Well, the reason we're doing this zero soil disturbance is basically so we're not eroding. We're trying to keep that there. We're trying to slice that in, we're not removing the residue in the fall. Which I think you get. Then in the spring we're either going to run the planter over it with a row cleaner, essentially right over the top of that. And the only thing that's there is the fertilizer, there's no tillage. If we run the Dawn and we put on a little bit more of fresh fertilizer, if you will, plus the nitrogen, obviously then we're doing a strip-till over the top of where we have this band of fertilizer.

Audience:

When you're banding the fertilizer in the fall, you're putting it down with a colter? Just a straight Colter or something? Or [inaudible 00:14:08]-

Brian Watkins:

We've done it two ways. A Yetter Magnum is actually a single disc. It's like a John Deere air seeder drill. It's a single disc on an angle, and it'll go down. We can put it six inches deep with that.

Audience:

I understand that. Yes.

Brian Watkins:

Okay? We've done it that way. Now, what we've done recently though is we bought an old corn planter, and we're using the double disc openers on the corn. We're just shooting the fertilizer, and we're only going probably two to three inches is where we're putting that band. And again, for the most part our soils are pretty high testing so we're not putting huge amounts in there. Over the winter we've never seen any problem in terms of a salt burn or anything by spring. And so, that's what we're doing.

### Requirement 1
Return everything in the fertilizer banding talk from "Okay? We've done" down to "what we're doing.".
### Requirement 2
Translate this sentence from the fertilizer banding talk into Spanish: "Over the winter we've never seen any problem in terms of a salt burn or anything by spring."
### Requirement 3
Continue the fertilizer banding talk from the point where it stops.
The records play no part in the work on the fertilizer banding talk.

### Raw records
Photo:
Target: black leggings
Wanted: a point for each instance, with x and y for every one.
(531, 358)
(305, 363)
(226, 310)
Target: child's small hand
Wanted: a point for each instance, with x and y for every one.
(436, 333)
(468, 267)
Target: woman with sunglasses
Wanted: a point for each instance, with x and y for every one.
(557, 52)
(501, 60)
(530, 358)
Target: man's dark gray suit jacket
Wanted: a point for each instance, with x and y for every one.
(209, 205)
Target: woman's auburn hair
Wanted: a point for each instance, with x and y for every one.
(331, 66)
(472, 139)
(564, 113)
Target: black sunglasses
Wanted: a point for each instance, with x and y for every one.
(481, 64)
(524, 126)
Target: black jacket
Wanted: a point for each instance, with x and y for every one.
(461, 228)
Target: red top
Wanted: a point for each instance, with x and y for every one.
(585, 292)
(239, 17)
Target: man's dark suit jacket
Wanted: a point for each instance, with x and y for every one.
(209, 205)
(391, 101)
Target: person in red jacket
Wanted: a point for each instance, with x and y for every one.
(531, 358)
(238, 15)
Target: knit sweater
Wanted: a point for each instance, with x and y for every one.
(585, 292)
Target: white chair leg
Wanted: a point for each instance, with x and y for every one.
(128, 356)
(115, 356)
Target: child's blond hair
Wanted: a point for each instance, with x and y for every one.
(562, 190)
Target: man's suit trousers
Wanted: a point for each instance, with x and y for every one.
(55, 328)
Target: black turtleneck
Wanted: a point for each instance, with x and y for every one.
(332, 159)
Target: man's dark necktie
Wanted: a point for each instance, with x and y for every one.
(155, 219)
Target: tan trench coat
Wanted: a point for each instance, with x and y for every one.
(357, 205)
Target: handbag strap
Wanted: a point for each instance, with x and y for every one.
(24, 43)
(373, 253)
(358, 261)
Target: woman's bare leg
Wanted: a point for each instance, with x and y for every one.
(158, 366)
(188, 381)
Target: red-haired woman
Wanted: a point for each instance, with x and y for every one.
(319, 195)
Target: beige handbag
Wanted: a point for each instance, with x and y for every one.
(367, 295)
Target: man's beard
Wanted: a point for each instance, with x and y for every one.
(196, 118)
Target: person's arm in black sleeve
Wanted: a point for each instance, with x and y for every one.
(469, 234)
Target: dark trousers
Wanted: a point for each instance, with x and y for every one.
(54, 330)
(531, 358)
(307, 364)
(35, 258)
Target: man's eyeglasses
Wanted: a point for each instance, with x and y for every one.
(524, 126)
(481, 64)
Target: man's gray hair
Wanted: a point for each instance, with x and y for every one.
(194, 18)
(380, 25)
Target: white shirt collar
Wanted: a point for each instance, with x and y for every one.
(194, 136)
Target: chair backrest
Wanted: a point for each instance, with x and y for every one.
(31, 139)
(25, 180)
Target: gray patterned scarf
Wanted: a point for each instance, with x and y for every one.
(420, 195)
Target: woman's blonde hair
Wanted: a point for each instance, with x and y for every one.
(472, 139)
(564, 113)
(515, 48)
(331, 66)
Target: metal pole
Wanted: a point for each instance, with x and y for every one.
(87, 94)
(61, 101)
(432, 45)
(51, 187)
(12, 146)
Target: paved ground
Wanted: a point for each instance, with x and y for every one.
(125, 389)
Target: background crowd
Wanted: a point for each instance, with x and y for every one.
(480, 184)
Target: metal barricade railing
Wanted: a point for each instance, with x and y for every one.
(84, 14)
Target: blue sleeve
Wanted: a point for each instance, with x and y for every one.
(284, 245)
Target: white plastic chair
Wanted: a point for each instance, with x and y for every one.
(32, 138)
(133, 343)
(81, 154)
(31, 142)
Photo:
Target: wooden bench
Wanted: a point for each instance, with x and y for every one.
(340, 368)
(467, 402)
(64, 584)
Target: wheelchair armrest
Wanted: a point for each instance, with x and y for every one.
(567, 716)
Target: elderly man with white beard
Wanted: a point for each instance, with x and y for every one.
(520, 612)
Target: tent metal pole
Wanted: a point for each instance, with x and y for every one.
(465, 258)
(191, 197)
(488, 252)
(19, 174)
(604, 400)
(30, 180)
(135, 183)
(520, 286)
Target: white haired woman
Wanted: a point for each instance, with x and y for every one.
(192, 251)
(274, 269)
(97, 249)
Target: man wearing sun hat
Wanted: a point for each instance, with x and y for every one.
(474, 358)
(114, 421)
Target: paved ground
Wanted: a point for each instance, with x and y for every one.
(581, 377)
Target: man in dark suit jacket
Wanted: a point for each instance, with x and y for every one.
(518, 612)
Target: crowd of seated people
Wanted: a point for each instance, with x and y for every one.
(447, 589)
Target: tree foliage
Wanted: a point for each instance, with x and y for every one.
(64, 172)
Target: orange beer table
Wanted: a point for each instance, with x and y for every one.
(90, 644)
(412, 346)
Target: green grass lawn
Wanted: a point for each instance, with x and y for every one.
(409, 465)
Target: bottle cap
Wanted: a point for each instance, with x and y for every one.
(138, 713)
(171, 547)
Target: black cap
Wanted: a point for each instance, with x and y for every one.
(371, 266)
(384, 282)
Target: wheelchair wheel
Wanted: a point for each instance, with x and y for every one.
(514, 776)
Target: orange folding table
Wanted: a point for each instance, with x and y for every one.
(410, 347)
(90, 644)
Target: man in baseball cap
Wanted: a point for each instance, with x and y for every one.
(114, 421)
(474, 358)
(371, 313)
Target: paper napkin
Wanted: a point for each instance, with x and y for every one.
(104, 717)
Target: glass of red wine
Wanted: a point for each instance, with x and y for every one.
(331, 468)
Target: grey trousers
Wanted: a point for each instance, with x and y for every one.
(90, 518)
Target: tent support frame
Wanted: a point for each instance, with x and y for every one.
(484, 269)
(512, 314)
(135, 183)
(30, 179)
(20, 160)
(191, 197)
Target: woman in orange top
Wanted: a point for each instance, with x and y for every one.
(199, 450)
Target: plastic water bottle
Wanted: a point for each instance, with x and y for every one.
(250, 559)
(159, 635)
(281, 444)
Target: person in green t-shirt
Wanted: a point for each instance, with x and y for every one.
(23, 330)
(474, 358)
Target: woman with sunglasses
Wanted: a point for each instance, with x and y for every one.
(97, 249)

### Written response 1
Okay? We've done it that way. Now, what we've done recently though is we bought an old corn planter, and we're using the double disc openers on the corn. We're just shooting the fertilizer, and we're only going probably two to three inches is where we're putting that band. And again, for the most part our soils are pretty high testing so we're not putting huge amounts in there. Over the winter we've never seen any problem in terms of a salt burn or anything by spring. And so, that's what we're doing.

### Written response 2
Durante el invierno nunca hemos visto ningún problema de quemadura por sales ni nada parecido para cuando llega la primavera.

### Written response 3
Audience:

Thank you.

Noah Newman:

For you, Jay, do you freshen strips in the fall, since you mentioned you leave your fall strips fairly rough?

Jay Riddell:

No, not as a practice. We did have a neighbor who bought a strip freshener this year and we ran it over some acres. A fair amount of acres this spring, really just trying to dry ground out. We're still playing with if it has a place to fit or not. Back to the precision frame-mounted row cleaners that have a wheel, we can really stand on those, and so it almost does a light tillage on top of that strip to smooth it out some. Even though it's a high-speed planter, I don't feel like we can run over six miles an hour with it unless we have ran the freshener. And then where we run the freshener, yeah, we can get up to 10 miles an hour and the electronics are all telling me our placement's good. As of right now, no, we're not doing much freshener.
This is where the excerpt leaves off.